→ Texte de la page
^^^^^^^^

Qu’est-ce qui vous a attirés vers le mât chinois ?
Jesse Huygh : Je faisais déjà de la gymnastique, ce qui est un bon point de départ. Le mât chinois m’attirait parce qu’il permet de combiner des rythmes de mouvements très différents, parfois tout en force, parfois plus en souplesse.
Benjamin Kuitenbrouwer, alias Monki : J’ai commencé Codarts, l’école de cirque de Rotterdam, sans avoir choisi de discipline. Un prof m’a incité à essayer le mât chinois. Tout de suite, je me suis senti assez à l’aise. En travaillant le double mât, j’ai découvert que l’espace entre deux mâts me permettait d’utiliser mon corps avec beaucoup de liberté.
Qu’est-ce qui a été le moteur de la création de ce collectif de machinistes ?
Huygh : Le mât chinois est une discipline qui est d’abord individuelle. On voulait rassembler des gens qui avaient l’envie de jouer ensemble pour découvrir de nouvelles choses. Chacun d’entre nous s’est formé de son côté et a développé une pratique personnelle qui découle d’une morphologie et de forces qui lui sont propres. On avait envie de voir ce qu’on pouvait inventer ensemble en jouant avec plusieurs mâts et avec l’espace qui se crée entre eux.

^^^^^^^^

→ Consignes
[A] D'après l'entretien sur le mât chinois, dans quelle école Benjamin Kuitenbrouwer est-il entré sans avoir choisi de discipline ?
[B] Prolongez l'entretien sur le mât chinois à la suite de la dernière réponse de Jesse Huygh.

→ Liste des enregistrements
^^^^^^^^

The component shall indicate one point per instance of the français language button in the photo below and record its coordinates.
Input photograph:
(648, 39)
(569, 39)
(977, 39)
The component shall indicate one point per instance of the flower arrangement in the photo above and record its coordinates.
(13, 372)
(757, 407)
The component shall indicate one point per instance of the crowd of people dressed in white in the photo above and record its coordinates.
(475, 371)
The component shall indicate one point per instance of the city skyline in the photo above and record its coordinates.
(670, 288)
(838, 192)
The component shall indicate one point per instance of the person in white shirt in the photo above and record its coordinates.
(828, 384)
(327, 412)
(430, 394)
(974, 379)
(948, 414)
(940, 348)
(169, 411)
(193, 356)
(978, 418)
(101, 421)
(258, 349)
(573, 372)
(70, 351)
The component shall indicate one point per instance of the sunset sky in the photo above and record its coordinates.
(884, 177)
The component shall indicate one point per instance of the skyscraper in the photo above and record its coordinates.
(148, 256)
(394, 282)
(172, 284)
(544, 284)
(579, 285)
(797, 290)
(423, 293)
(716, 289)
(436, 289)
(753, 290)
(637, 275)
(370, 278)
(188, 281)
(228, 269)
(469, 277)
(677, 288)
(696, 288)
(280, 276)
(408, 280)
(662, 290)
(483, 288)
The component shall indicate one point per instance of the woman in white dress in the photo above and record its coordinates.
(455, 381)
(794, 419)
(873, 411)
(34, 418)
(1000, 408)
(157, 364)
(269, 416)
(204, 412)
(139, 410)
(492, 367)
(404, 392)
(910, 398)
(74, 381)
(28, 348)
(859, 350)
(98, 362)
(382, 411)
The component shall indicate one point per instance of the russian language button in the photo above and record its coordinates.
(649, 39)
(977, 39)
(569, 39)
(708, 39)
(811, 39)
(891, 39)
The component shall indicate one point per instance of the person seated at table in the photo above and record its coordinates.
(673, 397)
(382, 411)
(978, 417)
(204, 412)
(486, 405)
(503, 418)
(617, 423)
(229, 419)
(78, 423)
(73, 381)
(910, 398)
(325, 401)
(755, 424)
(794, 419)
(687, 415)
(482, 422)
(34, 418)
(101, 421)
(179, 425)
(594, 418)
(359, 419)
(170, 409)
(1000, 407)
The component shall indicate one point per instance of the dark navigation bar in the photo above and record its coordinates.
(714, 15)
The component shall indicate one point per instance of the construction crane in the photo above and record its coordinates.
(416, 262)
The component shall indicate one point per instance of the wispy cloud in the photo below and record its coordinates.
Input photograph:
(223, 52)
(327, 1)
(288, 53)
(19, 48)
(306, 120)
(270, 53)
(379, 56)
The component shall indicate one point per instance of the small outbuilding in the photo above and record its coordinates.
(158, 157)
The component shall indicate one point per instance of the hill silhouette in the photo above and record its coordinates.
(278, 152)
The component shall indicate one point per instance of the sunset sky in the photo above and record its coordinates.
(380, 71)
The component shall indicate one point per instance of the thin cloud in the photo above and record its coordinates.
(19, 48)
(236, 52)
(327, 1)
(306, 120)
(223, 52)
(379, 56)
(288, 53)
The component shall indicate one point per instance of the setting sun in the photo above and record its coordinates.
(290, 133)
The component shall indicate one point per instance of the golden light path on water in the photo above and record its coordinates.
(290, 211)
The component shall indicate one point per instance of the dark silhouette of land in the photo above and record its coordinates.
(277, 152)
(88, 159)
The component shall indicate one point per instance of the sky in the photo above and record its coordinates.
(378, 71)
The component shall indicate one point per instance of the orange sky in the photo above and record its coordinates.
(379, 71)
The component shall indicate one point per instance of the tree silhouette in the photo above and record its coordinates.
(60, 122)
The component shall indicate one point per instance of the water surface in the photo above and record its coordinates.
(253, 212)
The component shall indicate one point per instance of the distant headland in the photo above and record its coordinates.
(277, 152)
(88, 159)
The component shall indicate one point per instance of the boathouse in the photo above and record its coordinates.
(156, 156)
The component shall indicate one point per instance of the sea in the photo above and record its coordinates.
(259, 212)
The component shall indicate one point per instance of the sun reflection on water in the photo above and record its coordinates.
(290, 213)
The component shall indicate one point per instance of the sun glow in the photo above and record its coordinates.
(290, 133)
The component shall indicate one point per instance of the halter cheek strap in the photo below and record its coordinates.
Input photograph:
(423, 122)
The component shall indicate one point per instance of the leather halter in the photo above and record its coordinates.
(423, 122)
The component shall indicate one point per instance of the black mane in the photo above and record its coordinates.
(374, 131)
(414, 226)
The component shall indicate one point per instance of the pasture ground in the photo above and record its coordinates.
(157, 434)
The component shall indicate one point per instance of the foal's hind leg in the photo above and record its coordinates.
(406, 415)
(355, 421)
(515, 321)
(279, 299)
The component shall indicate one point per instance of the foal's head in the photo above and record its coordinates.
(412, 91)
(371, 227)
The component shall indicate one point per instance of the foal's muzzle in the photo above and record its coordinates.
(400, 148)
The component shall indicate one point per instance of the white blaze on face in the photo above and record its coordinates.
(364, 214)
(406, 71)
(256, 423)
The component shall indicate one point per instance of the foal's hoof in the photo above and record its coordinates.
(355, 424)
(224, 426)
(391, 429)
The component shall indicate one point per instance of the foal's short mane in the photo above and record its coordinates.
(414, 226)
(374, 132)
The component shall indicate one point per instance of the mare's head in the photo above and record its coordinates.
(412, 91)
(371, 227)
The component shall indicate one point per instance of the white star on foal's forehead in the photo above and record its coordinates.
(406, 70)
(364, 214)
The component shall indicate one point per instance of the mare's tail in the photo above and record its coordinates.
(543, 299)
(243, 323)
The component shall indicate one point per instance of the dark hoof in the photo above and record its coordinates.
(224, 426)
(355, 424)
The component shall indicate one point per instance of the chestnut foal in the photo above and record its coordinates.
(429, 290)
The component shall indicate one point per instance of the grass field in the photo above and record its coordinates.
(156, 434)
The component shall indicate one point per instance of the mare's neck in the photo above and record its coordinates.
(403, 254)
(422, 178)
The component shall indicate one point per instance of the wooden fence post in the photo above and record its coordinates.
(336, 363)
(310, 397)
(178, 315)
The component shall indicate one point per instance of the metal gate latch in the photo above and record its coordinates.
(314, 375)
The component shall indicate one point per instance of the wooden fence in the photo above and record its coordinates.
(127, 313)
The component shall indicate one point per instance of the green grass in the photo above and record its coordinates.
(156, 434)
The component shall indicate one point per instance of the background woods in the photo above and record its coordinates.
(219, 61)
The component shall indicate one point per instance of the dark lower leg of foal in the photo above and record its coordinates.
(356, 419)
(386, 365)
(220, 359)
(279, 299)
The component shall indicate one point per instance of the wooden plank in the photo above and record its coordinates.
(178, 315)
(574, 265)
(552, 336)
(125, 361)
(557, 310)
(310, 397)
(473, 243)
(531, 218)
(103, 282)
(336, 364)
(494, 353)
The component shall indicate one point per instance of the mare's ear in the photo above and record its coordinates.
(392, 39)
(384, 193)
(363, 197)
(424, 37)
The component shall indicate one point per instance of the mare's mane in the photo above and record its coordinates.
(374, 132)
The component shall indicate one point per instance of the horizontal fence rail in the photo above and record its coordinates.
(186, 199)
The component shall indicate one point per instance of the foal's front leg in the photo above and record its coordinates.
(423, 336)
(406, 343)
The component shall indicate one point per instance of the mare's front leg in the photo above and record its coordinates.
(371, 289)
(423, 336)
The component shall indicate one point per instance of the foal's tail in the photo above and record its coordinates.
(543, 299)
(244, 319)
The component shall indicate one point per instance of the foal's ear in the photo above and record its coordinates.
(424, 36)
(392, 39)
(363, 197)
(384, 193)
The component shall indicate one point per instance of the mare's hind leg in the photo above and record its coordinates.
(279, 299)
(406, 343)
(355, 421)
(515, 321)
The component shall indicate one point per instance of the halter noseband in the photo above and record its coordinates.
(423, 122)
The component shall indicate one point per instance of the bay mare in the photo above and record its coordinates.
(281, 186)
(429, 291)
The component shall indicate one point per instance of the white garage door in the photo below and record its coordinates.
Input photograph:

^^^^^^^^

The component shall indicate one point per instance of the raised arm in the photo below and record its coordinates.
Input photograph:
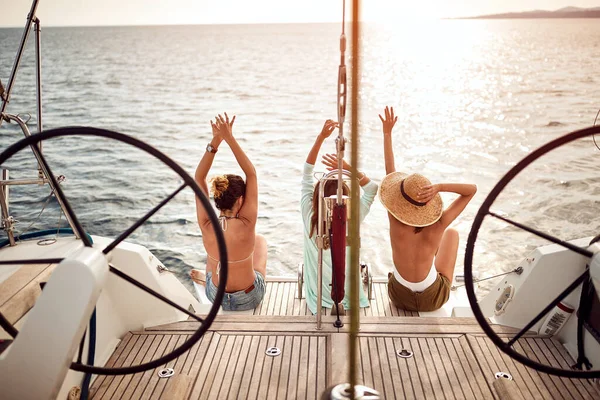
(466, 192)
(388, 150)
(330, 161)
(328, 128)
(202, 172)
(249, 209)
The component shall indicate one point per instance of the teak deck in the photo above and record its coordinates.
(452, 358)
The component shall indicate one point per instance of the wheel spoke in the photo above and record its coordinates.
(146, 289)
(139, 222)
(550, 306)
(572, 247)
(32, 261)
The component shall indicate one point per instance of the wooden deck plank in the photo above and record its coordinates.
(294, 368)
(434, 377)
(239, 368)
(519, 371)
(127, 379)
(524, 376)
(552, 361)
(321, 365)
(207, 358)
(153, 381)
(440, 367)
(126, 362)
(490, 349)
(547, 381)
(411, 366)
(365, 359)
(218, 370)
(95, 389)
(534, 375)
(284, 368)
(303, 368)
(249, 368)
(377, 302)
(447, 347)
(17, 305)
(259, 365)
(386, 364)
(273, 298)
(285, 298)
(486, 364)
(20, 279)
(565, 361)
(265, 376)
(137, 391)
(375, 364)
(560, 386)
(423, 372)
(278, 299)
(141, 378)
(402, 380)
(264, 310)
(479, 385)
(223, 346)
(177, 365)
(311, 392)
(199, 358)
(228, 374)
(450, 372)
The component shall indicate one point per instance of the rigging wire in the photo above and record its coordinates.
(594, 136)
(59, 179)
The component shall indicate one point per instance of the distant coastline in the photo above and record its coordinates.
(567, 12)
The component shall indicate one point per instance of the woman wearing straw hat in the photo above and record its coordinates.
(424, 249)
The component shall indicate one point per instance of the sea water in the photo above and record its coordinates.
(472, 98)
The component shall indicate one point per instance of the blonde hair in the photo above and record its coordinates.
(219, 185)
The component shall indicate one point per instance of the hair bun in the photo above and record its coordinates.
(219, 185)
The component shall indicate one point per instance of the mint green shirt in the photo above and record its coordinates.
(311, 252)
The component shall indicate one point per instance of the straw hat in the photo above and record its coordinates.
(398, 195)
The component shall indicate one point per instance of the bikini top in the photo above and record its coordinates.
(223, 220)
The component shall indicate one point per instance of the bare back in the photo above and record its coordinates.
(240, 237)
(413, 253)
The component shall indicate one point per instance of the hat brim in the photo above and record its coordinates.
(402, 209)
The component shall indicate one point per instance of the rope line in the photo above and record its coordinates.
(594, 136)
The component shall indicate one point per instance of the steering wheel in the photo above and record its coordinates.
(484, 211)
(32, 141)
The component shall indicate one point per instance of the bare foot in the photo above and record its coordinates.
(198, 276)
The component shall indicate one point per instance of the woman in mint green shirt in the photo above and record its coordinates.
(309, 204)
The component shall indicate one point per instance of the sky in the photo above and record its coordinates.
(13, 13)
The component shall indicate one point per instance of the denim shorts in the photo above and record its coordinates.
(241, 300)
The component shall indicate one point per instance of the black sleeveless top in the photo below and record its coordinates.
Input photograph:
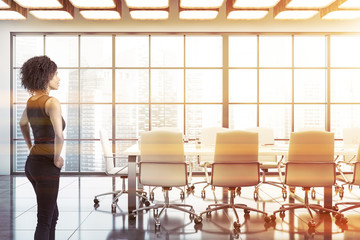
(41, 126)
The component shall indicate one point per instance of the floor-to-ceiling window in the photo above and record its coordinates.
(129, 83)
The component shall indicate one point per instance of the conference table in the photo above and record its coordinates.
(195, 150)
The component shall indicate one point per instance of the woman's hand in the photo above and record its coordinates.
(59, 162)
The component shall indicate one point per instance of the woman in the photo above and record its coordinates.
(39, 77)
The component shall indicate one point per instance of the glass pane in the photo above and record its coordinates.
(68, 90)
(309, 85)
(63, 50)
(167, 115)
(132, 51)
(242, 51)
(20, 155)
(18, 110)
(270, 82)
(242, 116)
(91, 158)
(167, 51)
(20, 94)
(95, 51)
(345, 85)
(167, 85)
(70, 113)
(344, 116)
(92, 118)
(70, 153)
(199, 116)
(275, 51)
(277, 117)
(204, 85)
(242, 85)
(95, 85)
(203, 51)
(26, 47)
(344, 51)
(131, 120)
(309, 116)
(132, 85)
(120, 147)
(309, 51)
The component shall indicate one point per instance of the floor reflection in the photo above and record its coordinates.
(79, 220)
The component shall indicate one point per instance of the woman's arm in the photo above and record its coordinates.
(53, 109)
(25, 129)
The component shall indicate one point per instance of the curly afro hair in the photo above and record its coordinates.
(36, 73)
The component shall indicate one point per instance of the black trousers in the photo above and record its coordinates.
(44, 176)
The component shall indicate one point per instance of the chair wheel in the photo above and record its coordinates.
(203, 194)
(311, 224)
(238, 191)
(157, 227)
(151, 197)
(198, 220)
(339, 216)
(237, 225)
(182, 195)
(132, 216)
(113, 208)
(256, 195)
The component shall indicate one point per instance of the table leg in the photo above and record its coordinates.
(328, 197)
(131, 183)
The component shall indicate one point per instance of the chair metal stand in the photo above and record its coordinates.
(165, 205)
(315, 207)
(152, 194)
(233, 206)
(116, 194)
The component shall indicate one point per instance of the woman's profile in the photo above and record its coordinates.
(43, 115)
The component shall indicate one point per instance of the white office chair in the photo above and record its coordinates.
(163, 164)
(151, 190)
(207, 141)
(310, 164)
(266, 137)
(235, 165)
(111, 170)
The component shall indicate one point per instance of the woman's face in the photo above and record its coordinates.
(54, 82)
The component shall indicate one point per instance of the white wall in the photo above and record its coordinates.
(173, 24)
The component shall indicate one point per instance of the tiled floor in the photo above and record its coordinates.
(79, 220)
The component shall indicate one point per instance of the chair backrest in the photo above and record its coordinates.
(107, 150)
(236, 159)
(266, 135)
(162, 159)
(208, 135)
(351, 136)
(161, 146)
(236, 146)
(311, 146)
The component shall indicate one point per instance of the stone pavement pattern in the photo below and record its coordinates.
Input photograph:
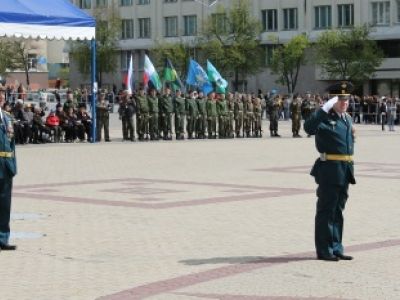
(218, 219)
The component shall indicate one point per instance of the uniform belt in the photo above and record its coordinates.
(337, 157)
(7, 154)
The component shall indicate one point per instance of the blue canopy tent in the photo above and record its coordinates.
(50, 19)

^^^^^^^^

→ Réponses
[A] Codarts, l'école de cirque de Rotterdam.

[B]
Qu’est-ce qui est le plus difficile dans cette discipline ?
Huygh : Chacun est face à un challenge qui lui est propre. Ce qui est ma facilité n’est pas celle des autres. Comme je suis petit, je peux tenir plus facilement des positions de force. Ce qui nous a motivés, c’est de trouver des combinaisons nouvelles ensemble, des pratiques qu’on ne connaissait pas d’avance et qu’on pouvait défendre à plusieurs.
Kuitenbrouwer : Le plus difficile, c’est la gravité. Sur un mât, on descend tout le temps. On est souvent en train de se battre avec la descente pour vaincre la gravité. Le défi, c’est aussi d’arriver à faire des choses tous ensemble dans une sorte de fluidité, d’arriver à tenir un même rythme et de continuer à bouger.
Avant de créer votre spectacle, vous avez pris le temps de faire des sessions de laboratoire ?
Kuitenbrouwer : Il fallait trouver une technique physique commune, quelque chose que personne n’avait pratiqué avant. Ça en revient presque à monter une nouvelle discipline. Il faut beaucoup de temps pour s’entraîner à grimper à plusieurs sur le mât et à maîtriser l’axe d’horizontalité.
Dans votre collectif, il y a aussi un musicien qui vous accompagne sur scène ?
Kuitenbrouwer : C’est une sécurité d’avoir un musicien qui joue live. On apprécie d’avoir quelqu’un qui nous suit et avec qui on a développé une vraie complicité. À la base, Simon est un batteur et un beatmaker. Maintenant, il n’est plus sur scène mais en régie et il construit tous ses morceaux en live en suivant ce qu’on fait avec ses instruments et son ordinateur. Il y a une dynamique intéressante dans la musique qui parfois accompagne les mouvements, parfois vient en contraste.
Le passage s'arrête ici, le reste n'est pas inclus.